:: PASSAGE PROVIDED ::
□ □ □ □ □ □ □

Start the Season with Heat Training

Not only for hot races

Heat training boosts performance not only during hot races. Long-term heat training increases red blood cells, improving power at lactate threshold. This explains why many of the world’s top athletes start heat training very early in the year and continue it throughout the season.

The season’s start can be a particularly convenient time for several weeks of a heat training block. Both low-intensity workouts and indoor training in a controlled environment are conducive to a heat block. Afterwards, the haemoglobin and performance gains will be present by the time more intense training occurs. Maintaining those gains is much easier to fit into a regular training schedule.

The latest research

The latest research continues to support the benefits of long-term heat training. In November 2002, the Scandinavian Journal of Medicine & Science in Sport published “High or hot – Perspectives on altitude camps and heat-acclimation training as preparation for prolonged stage races”. It reviewed existing research to provide practical guidance for elite cyclists.

One key finding was the ease of maintaining the performance gains achieved through heat training. The haemoglobin gains of heat training can be maintained indefinitely through several days/week of “maintenance” heat training.

In contrast, the red blood cell gains from 3–4 weeks of altitude acclimatisation are lost very quickly – half disappear within 7 days of return to normal altitude, and all gains are lost within 14 days.1

Immediate and extended gains

After beginning a heat-training block, physiological changes happen in two stages, providing both immediate gains and gains achieved over an extended time.

The immediate gains begin within a couple of days and plateau within 7–14 days. These changes increase blood plasma and enhance sweat gland functions. This boosts the maximal sweat rate, lowers the resting core temperature, and lowers the temperature threshold for the onset of sweating.1 These adaptions are ideal for training and racing in a hot climate, as they largely prevent the power losses typically associated with the heat.

The extended gains primarily increase red blood cell volume and take full effect after 2–4 weeks of heat-block training. This change has been shown to boost VO2max, power at lactate threshold, and time trial performance by 5–8% in both hot and cool conditions2.

□ □ □ □ □ □ □

(Source data)

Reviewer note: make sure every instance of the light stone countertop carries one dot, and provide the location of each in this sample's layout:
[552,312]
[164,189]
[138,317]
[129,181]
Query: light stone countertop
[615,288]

□ □ □ □ □ □ □

:: WORK ORDER 1 ::
Using the heat training article, explain why the start of the season suits a heat training block.
:: WORK ORDER 2 ::
List every change that the heat training article gives as part of the immediate gains from a heat-training block.

:: WRITTEN REPLY 1 ::
Low-intensity workouts and indoor training in a controlled environment, both common early in the season, are conducive to a heat block. The haemoglobin and performance gains will then be in place by the time more intense training begins, and maintaining those gains is much easier to fit into a regular schedule.

:: WRITTEN REPLY 2 ::
- Increased blood plasma
- Enhanced sweat gland function
- Higher maximal sweat rate
- Lower resting core temperature
- Lower temperature threshold for the onset of sweating